--- Exercise objective ---
From the records below, extract only the lines running from the line with "Target: dog ear" to the line with "of the fluffy", both lines included, reproducing them exactly.

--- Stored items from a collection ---
************
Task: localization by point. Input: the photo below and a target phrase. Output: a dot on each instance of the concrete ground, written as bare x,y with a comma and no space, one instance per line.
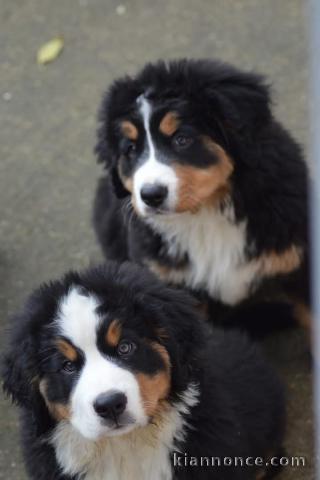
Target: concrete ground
47,128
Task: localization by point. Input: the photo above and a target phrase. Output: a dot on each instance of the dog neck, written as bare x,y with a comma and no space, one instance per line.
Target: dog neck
144,453
215,244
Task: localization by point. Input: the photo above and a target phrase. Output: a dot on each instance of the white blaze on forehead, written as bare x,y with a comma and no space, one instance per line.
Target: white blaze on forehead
152,170
78,321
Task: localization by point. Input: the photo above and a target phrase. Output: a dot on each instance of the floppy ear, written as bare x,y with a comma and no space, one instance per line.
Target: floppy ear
18,372
242,101
106,141
21,382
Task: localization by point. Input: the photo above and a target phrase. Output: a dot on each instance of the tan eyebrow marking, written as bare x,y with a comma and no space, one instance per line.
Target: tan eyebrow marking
129,130
169,123
67,350
113,334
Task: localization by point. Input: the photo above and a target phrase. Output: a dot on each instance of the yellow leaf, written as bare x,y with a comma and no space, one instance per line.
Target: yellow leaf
50,51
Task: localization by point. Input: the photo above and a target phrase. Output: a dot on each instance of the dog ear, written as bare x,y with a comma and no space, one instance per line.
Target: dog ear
106,155
20,367
242,100
18,372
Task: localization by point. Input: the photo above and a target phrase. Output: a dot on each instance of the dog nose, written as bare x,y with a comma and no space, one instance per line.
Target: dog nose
110,404
153,194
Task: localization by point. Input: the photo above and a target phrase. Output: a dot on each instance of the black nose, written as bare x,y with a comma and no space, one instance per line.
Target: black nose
153,194
110,404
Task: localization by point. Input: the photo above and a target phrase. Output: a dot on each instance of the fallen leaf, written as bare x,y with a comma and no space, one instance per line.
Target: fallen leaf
50,51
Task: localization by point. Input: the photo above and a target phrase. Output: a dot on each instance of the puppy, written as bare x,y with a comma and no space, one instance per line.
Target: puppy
118,378
204,186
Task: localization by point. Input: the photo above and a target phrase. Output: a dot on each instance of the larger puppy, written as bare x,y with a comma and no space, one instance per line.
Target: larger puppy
204,186
115,372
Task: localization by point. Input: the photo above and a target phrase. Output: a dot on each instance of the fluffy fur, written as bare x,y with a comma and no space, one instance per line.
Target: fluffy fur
188,388
204,186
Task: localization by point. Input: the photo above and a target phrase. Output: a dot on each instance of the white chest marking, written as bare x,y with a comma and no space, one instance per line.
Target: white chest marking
215,246
142,454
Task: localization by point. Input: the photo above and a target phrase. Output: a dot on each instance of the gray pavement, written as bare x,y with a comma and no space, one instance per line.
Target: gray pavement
47,127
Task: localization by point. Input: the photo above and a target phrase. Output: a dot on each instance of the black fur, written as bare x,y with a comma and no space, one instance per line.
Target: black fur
269,182
241,407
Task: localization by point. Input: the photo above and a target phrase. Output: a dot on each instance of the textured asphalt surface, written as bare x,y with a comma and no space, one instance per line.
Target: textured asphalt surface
47,127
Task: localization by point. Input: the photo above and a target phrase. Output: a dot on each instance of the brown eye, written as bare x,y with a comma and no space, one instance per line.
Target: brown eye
126,348
68,367
182,141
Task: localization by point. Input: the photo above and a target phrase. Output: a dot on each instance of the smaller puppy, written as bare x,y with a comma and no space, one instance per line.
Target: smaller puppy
119,378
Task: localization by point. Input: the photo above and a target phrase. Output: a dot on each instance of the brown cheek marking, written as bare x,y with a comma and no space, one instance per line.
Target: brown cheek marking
59,411
154,389
67,350
113,334
129,130
200,186
286,262
169,124
127,181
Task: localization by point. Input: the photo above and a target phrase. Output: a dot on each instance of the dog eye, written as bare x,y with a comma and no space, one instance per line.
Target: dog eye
68,367
182,141
126,348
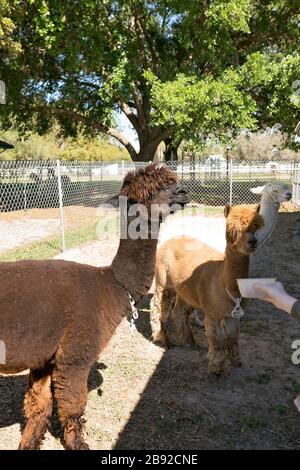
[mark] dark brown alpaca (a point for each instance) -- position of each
(197, 276)
(56, 316)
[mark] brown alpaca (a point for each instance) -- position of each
(197, 276)
(56, 316)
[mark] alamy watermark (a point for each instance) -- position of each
(2, 92)
(296, 353)
(137, 221)
(2, 352)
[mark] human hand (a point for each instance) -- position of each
(276, 294)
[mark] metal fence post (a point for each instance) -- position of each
(61, 208)
(230, 182)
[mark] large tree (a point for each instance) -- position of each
(174, 68)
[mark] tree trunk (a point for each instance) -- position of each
(146, 154)
(149, 143)
(171, 151)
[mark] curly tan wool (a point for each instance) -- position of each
(195, 275)
(56, 316)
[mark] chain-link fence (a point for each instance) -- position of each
(50, 206)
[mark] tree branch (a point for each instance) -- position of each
(138, 101)
(53, 111)
(148, 40)
(126, 109)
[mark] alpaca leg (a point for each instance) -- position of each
(216, 351)
(38, 408)
(159, 312)
(180, 316)
(70, 389)
(232, 328)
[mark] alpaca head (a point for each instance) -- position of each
(242, 222)
(278, 192)
(155, 189)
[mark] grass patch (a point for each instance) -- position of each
(264, 377)
(252, 422)
(281, 409)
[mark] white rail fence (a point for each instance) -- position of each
(49, 206)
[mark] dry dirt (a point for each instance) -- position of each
(143, 397)
(18, 228)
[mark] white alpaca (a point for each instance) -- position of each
(273, 194)
(211, 230)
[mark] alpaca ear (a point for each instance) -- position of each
(257, 190)
(112, 201)
(227, 210)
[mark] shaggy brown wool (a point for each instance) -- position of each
(135, 189)
(56, 316)
(197, 276)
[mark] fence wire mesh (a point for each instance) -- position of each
(48, 206)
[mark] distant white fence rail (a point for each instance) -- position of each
(49, 206)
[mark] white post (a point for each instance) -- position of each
(61, 208)
(230, 182)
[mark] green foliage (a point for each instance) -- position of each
(216, 107)
(49, 147)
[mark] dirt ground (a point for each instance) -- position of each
(22, 227)
(143, 397)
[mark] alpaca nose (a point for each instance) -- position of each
(181, 189)
(288, 196)
(252, 243)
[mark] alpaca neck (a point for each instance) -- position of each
(268, 210)
(236, 266)
(134, 264)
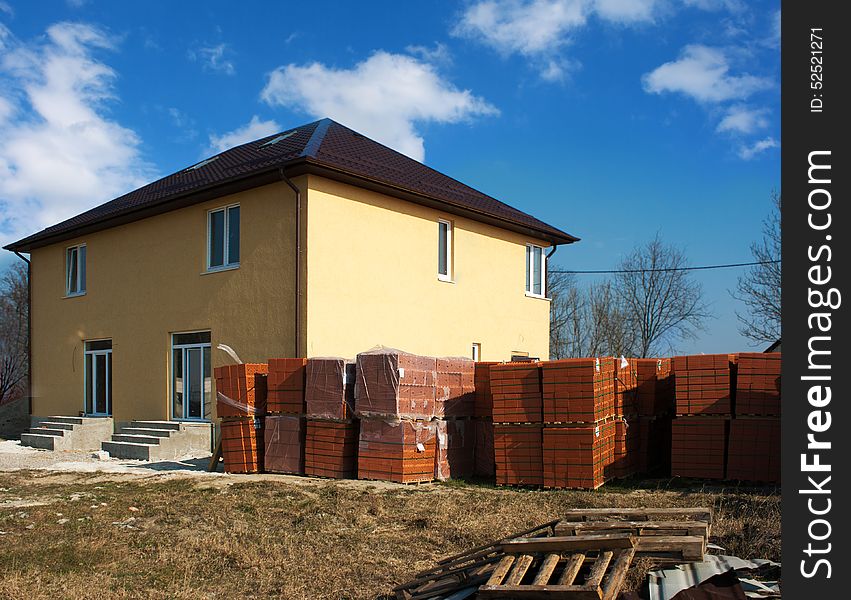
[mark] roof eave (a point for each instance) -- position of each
(294, 167)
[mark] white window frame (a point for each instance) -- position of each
(79, 292)
(448, 275)
(530, 272)
(225, 242)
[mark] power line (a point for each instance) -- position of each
(701, 268)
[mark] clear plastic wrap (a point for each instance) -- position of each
(329, 388)
(456, 446)
(397, 450)
(395, 384)
(241, 389)
(455, 387)
(284, 444)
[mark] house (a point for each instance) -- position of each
(316, 241)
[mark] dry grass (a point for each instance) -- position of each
(335, 540)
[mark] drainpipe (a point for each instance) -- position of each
(29, 328)
(295, 189)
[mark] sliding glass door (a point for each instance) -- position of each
(191, 384)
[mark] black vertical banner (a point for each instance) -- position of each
(816, 456)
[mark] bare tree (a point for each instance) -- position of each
(568, 315)
(14, 313)
(661, 302)
(611, 332)
(759, 288)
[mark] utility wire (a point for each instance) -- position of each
(701, 268)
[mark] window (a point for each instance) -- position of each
(223, 238)
(444, 250)
(75, 270)
(536, 269)
(190, 380)
(98, 377)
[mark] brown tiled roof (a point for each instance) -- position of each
(324, 145)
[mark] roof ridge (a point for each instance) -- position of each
(316, 138)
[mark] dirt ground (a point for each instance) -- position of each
(79, 527)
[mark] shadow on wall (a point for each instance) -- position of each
(14, 418)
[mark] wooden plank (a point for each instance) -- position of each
(213, 466)
(524, 561)
(634, 527)
(689, 547)
(546, 569)
(524, 533)
(568, 543)
(598, 570)
(539, 592)
(644, 514)
(431, 576)
(613, 581)
(501, 570)
(571, 569)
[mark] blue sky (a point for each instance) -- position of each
(612, 119)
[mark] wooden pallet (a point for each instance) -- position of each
(522, 573)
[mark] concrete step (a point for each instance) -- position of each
(68, 420)
(173, 425)
(38, 440)
(48, 431)
(52, 425)
(138, 439)
(131, 450)
(146, 431)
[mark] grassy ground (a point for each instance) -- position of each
(88, 536)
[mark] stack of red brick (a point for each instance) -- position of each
(241, 399)
(579, 401)
(331, 438)
(728, 417)
(415, 416)
(703, 392)
(284, 426)
(655, 407)
(753, 448)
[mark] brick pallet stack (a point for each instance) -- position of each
(241, 403)
(627, 425)
(753, 448)
(395, 394)
(579, 424)
(454, 409)
(518, 423)
(483, 422)
(655, 404)
(285, 424)
(703, 393)
(331, 437)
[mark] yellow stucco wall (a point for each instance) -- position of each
(146, 280)
(372, 279)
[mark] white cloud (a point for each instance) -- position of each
(528, 28)
(741, 119)
(734, 6)
(748, 152)
(438, 55)
(540, 29)
(214, 58)
(384, 97)
(252, 130)
(62, 154)
(626, 11)
(703, 73)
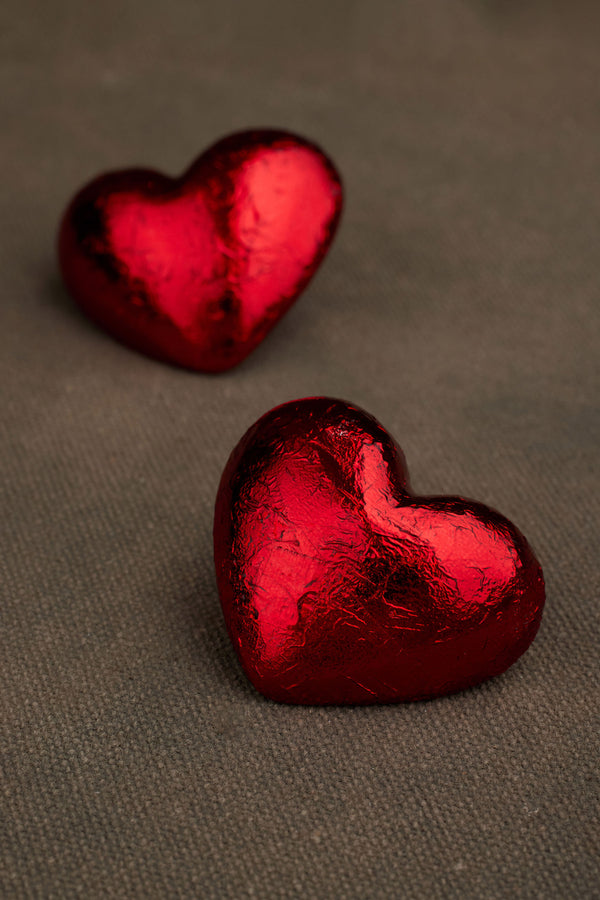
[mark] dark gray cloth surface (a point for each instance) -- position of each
************
--- Exercise output ---
Target: dog ear
106,155
20,367
242,100
18,372
Task: localization by point. Input: the photo above and a target phrase. Output: a dot on each instance of the dog nose, written as bare x,y with a comma and no space, one instance per line.
Target: dog nose
110,404
153,194
Task: localization by point. Input: the photo above and a target phrase. Output: a dot on each instance of the black nose, written as bare x,y with a comma and no space, one instance per line.
Target: black nose
153,194
110,404
Task: localization by point. Input: the photo above and a target phrase. Output: a dot on each instance of the fallen leaf, written as bare x,y with a comma and no space, one instance per line.
Target: fallen leaf
50,51
Task: localization by point. Input: the photo above and a target phrase. Output: a dot on each instance of the puppy, written as bare x,y with a comma and no space, one instance per line.
Target: puppy
118,378
204,186
Task: localization by point. Input: the photo above and a target phrase. Output: a dot on each instance of the larger puppy, written as bare x,y with a comma and no space, one instance per line.
Target: larger puppy
204,186
115,372
Task: localization by point. Input: the photo above and a target phrase. Output: a dot on each instance of the fluffy fur, written as bare x,y with a comma and no space, one instance per line.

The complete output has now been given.